Trecho exibido:
========

Jornalista saudita Jamal Khashoggi fala em uma conferência em Ancara, Turquia [Gökhan Balci/Agência Anadolu]

O primeiro aniversário do assassinato bárbaro de Jamal Khashoggi, jornalista saudita radicado nos Estados Unidos, se aproxima; entretanto, a maioria dos líderes mundiais parecem desejar esquecer o caso e seguir em frente, sobretudo o petulante príncipe herdeiro Mohammad Bin Salman, governante de fato da Arábia Saudita. Seus ministros bajuladores ainda negam seu envolvimento em qualquer aspecto da hedionda morte de Khashoggi, em 2 de outubro do ano passado, dentro do consulado saudita em Istambul, na Turquia. Contudo, imagino como poderão reagir estes indivíduos covardes a um documentário americano transmitido nesta terça-feira, 1° de outubro de 2019, no qual Bin Salman é registrado assumindo plena responsabilidade pelo assassinato de Khashoggi, “porque aconteceu sob minha tutela.”

========

Objetivo A:
De acordo com o trecho sobre Khashoggi, em que lugar ele foi morto?

Dados coletados:
========

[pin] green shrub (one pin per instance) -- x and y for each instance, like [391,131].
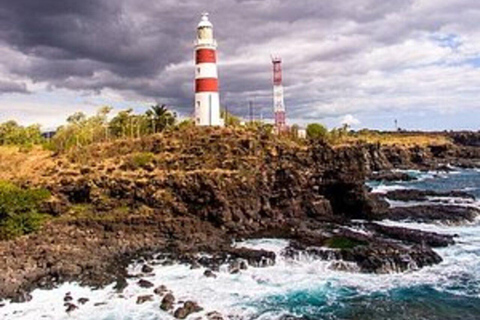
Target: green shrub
[139,160]
[316,131]
[19,210]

========

Objetivo B:
Reescale a listagem inteira: repita todas as linhas dela, sem pular nenhuma, mas multiplique por 1,5 as coordenadas x e y de cada ponto marcado e arredonde para números inteiros, com meio para cima. O exemplo de formato fica como está, e as imagens devem ficar de fora.

Resultado correto A:
Dentro do consulado saudita em Istambul, na Turquia.

Resultado correto B:
[pin] green shrub (one pin per instance) -- x and y for each instance, like [391,131].
Target: green shrub
[209,240]
[474,197]
[29,315]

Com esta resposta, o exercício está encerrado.